#### [DATA ROWS]
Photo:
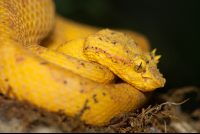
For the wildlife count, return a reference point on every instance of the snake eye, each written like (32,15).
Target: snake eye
(139,65)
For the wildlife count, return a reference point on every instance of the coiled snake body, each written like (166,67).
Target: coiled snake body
(28,71)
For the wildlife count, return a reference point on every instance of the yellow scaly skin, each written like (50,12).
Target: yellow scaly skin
(26,76)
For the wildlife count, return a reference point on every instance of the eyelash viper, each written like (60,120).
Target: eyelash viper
(27,76)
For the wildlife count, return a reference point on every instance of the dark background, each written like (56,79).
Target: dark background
(172,26)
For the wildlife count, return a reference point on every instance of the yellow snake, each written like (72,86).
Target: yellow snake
(44,77)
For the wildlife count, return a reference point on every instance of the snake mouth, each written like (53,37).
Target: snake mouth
(150,84)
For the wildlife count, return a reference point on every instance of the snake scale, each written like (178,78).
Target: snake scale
(45,77)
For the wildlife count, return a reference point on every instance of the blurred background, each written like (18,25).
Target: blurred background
(171,26)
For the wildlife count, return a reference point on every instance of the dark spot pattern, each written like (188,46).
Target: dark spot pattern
(84,108)
(94,97)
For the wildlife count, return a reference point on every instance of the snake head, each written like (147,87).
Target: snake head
(123,56)
(147,76)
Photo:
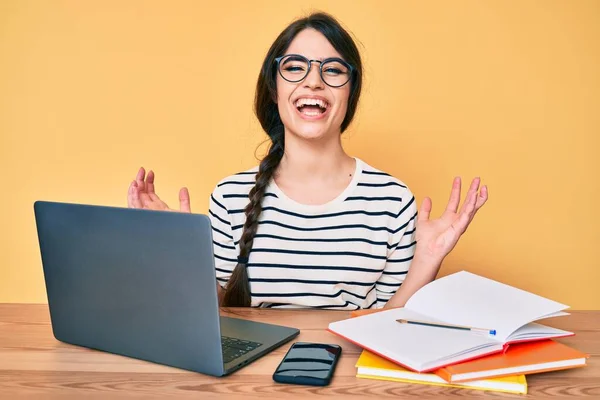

#### [WHAT TO PRODUCE]
Identify each line of the listing above that contains the word "scaly", and copy those lines.

#### [ANSWER TO THE TASK]
For the wildlife count, return a reference point on every instance of the yellow scaly skin, each written like (50,12).
Target: yellow scaly skin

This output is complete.